● **Source material**:
-.-.-

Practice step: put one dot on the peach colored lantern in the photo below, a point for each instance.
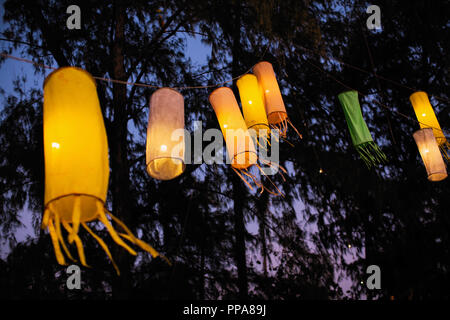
(165, 135)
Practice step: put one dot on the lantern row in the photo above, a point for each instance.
(76, 147)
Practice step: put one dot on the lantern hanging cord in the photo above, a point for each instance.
(328, 57)
(376, 75)
(374, 100)
(5, 55)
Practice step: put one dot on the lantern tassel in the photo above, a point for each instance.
(103, 245)
(56, 247)
(60, 237)
(244, 172)
(444, 146)
(371, 154)
(52, 221)
(282, 127)
(78, 243)
(113, 233)
(130, 237)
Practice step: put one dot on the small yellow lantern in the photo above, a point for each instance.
(427, 119)
(252, 100)
(165, 135)
(76, 163)
(241, 149)
(429, 151)
(275, 109)
(239, 142)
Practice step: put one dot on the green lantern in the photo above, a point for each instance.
(369, 152)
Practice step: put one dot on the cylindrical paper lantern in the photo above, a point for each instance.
(427, 118)
(238, 141)
(165, 135)
(275, 109)
(76, 162)
(429, 151)
(252, 100)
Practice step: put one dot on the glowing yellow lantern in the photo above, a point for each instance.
(252, 101)
(165, 135)
(76, 164)
(241, 149)
(429, 151)
(240, 146)
(275, 109)
(427, 118)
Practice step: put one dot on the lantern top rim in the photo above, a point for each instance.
(169, 89)
(419, 91)
(69, 67)
(217, 89)
(251, 75)
(262, 62)
(422, 130)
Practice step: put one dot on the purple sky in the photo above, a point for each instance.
(196, 50)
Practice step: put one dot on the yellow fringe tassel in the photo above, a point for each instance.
(52, 221)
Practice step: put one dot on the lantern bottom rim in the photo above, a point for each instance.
(438, 176)
(64, 205)
(249, 157)
(276, 117)
(165, 168)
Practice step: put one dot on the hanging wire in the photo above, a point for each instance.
(328, 57)
(5, 55)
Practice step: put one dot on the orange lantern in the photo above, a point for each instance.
(275, 109)
(427, 119)
(429, 151)
(240, 147)
(252, 101)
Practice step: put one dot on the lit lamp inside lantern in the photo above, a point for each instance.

-.-.-

If an entry contains an image, print the rest of that entry exactly and leave the image out.

● **Exercise response**:
Practice step: put one dot on the peach colored lantern in the photo below, a point for each instance.
(165, 135)
Practice step: put one dot on the lantern row in the photo above, a point for each instance.
(76, 147)
Practice step: put one dot on the lantern hanging cord in the photo above, a point for each instance.
(328, 57)
(376, 75)
(374, 100)
(5, 55)
Practice step: put one dot on the lantern tassel in the photo above, a point for each instance.
(103, 245)
(56, 247)
(60, 237)
(244, 172)
(444, 146)
(371, 154)
(52, 221)
(282, 127)
(78, 243)
(113, 233)
(130, 237)
Practice step: put one dot on the small yellow lantern in the photo above, a point for each instance.
(427, 119)
(252, 100)
(165, 135)
(76, 163)
(241, 149)
(429, 151)
(275, 109)
(239, 142)
Practice step: put one dot on the green lantern in the photo above, a point for each instance.
(369, 152)
Practice step: put one dot on the cylindrical paper lantern in the photo above, a point for each instance.
(427, 118)
(238, 141)
(165, 135)
(275, 109)
(76, 162)
(429, 151)
(252, 100)
Practice step: put one dot on the glowing yellow lantern in the photo above, a point for each instance.
(252, 101)
(165, 135)
(76, 164)
(241, 149)
(429, 151)
(240, 146)
(275, 109)
(427, 118)
Practice step: put one dot on the lantern top rim in the photo above, a point for each instance.
(169, 89)
(419, 91)
(69, 67)
(217, 89)
(251, 75)
(262, 62)
(422, 130)
Practice step: put one dot on the purple sky in the photo above, a point for each instance.
(196, 50)
Practice step: put one dot on the yellow fringe tassel in the photo above, a point for each instance.
(52, 221)
Practice step: put one dot on the lantern bottom rim in the photo above, a point for each instance.
(438, 176)
(64, 205)
(249, 157)
(276, 117)
(165, 168)
Practice step: put one dot on the hanging wire in the photo above, a point for each instance.
(328, 57)
(5, 55)
Practice step: put one dot on the orange lantern in the photo above, a point for each instance.
(275, 109)
(427, 119)
(429, 151)
(240, 147)
(252, 101)
Practice step: put one dot on the lit lamp inside lantern in the photo above, a point for each instance.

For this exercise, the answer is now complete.